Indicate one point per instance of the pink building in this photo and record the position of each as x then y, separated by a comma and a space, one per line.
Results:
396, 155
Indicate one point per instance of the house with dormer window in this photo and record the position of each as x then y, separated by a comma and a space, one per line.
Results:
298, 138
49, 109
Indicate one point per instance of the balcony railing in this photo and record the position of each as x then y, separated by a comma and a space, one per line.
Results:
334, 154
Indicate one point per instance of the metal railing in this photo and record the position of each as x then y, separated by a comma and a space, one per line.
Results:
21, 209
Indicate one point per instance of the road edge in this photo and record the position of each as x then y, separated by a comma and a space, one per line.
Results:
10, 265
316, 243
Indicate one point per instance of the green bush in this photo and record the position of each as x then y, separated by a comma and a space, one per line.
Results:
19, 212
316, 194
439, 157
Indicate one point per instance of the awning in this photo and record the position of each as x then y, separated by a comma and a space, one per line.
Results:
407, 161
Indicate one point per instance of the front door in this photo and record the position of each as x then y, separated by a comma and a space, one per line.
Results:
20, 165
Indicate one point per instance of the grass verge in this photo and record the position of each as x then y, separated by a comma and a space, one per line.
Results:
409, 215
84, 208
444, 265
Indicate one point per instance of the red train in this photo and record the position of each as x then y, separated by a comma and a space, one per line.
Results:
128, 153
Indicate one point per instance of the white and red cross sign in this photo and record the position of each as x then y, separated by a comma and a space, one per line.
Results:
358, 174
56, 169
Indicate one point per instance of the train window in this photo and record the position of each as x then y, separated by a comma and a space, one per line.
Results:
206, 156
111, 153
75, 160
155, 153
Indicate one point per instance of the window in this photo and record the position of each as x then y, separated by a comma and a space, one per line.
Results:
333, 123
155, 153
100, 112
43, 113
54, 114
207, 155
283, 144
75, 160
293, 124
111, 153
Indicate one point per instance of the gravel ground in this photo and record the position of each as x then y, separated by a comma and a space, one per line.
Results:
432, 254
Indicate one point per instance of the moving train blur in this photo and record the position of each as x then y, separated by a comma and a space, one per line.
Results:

· · · · · · ·

• _Exercise details_
Which lines of the data include the word "window"? Copy each one.

• _Answer for the task_
Indicate one point per instance of the house with dormer window in this photo and record the position of each as x then y, separated by a comma and a space, one per line.
Indicate one point per instance of the train window in this photo and record the position of each as x then y, separated by a comma and a space, one per line.
Indicate one point per instance of the window in this photo and record the position of each as x then y, separated by a comma and a space, one per line.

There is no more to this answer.